WORK REQUEST:
Copy exactly the lines of the records below, and only those lines, beginning with the line that contains "the distant mountain" and ending with the line that contains "of the reflection".

DATASET RECORDS:
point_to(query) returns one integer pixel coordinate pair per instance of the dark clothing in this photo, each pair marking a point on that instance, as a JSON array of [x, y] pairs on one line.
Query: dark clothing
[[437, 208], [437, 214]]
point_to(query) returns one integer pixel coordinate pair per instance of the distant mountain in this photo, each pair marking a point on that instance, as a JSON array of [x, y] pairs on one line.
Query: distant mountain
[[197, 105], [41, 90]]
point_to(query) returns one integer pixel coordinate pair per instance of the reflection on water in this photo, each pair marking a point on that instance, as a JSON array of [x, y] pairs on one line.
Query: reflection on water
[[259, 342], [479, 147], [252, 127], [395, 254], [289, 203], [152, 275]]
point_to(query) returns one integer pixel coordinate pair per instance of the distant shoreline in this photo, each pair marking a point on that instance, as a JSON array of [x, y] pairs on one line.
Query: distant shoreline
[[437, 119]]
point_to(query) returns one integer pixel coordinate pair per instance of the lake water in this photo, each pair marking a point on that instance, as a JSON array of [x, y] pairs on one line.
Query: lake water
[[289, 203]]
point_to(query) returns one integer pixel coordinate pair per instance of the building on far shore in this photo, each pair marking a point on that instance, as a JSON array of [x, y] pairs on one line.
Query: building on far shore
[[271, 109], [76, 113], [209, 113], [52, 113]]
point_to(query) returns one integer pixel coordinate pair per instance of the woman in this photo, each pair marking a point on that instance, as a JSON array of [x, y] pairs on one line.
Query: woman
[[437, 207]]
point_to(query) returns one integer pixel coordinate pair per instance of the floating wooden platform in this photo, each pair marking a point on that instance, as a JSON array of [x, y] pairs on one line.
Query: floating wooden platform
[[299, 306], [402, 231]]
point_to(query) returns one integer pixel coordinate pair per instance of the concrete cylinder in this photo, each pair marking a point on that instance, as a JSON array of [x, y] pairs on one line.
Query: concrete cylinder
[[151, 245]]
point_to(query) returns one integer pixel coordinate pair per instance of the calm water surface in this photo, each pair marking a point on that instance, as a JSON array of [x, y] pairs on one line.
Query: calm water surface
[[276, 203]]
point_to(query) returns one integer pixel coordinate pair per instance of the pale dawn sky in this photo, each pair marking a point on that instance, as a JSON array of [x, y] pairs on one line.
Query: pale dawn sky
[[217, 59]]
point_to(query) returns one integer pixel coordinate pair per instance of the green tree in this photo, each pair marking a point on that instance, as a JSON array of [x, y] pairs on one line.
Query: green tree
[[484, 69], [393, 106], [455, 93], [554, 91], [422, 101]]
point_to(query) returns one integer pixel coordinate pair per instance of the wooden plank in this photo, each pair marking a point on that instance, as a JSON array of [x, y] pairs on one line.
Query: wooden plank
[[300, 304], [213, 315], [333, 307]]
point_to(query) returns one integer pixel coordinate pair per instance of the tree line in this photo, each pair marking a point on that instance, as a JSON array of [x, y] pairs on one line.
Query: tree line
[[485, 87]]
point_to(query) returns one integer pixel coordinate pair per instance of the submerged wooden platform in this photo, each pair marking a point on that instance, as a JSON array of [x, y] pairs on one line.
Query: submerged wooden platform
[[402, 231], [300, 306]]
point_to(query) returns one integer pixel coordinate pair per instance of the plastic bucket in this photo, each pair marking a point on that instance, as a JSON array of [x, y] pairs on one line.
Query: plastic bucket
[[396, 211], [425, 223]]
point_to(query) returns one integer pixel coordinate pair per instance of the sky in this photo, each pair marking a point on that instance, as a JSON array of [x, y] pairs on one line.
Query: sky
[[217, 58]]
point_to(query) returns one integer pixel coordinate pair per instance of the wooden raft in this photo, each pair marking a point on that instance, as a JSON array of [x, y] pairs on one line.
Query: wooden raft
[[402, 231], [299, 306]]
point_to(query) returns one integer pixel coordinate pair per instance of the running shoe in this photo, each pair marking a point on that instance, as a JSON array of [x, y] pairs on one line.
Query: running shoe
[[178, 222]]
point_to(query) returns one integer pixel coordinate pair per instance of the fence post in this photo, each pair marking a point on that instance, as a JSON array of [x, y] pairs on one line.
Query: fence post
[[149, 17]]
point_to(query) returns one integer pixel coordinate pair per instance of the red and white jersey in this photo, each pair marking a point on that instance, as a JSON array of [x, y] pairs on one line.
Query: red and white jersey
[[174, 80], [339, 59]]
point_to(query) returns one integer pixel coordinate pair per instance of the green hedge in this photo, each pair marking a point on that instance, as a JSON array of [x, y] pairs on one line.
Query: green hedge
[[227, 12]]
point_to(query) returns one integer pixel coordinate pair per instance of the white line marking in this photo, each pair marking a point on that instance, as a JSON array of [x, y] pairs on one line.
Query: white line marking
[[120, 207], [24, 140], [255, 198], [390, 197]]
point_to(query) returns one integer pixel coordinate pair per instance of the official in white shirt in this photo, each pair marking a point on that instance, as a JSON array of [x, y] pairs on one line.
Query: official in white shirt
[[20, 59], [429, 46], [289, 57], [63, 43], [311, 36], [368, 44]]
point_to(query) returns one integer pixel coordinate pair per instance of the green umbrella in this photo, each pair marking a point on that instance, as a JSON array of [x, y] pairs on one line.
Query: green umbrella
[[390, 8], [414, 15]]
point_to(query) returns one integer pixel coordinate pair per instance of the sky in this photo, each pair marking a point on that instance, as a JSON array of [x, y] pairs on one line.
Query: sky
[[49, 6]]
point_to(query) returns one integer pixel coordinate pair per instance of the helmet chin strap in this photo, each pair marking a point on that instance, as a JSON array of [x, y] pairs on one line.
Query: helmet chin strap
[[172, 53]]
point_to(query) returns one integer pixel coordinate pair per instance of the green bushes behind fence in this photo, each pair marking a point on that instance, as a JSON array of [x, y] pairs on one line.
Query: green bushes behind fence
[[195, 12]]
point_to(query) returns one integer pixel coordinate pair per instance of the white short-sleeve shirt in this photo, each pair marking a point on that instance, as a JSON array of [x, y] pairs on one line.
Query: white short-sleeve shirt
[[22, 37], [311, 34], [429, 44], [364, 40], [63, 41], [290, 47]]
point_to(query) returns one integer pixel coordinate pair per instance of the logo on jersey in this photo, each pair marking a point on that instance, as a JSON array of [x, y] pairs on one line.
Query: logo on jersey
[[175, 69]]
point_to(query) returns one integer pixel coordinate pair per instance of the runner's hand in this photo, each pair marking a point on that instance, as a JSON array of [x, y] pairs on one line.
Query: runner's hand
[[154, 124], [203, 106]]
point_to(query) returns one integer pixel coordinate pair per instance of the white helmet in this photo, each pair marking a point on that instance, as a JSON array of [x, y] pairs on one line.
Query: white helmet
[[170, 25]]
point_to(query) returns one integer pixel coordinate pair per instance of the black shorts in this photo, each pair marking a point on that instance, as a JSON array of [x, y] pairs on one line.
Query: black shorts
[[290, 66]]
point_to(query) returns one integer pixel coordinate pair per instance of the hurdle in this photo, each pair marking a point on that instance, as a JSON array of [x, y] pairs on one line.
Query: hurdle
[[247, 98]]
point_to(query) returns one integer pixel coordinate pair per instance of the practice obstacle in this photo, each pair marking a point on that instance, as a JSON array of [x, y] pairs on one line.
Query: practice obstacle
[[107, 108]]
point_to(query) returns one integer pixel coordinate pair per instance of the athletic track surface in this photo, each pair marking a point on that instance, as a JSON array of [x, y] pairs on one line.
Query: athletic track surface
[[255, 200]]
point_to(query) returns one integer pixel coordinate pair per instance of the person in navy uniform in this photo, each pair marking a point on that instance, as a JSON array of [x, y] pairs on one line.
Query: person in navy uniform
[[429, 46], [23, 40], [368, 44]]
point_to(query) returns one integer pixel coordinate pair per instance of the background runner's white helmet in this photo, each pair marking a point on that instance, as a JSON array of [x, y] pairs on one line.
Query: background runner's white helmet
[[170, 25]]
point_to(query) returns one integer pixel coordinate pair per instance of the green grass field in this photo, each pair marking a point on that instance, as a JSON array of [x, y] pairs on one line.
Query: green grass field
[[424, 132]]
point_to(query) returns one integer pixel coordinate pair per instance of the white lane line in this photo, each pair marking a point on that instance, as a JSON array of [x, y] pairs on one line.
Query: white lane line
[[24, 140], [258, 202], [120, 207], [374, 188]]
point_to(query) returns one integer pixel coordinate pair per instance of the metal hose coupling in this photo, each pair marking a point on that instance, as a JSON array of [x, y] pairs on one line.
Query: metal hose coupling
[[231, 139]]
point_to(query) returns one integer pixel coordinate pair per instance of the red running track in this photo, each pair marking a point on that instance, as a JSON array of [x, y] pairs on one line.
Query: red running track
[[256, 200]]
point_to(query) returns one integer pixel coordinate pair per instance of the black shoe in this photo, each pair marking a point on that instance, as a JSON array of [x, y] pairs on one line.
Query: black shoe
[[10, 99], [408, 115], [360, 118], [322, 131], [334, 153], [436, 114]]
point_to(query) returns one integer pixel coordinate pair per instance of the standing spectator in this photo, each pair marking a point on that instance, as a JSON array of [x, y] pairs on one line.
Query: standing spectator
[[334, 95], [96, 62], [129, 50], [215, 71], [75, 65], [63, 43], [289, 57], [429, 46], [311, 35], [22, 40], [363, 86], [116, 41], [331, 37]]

OUTPUT:
point_to(query) returns one integer pixel coordinate pair per instance of the distant mountain in this photo, each pair marking a point on that instance, as a JSON array of [x, y] pairs on one line.
Query: distant mountain
[[197, 105], [41, 90]]
point_to(query) returns one integer pixel coordinate pair per instance of the reflection on water in this photo, each pair marking a point on that instance, as a JSON array of [x, y] pairs on one line.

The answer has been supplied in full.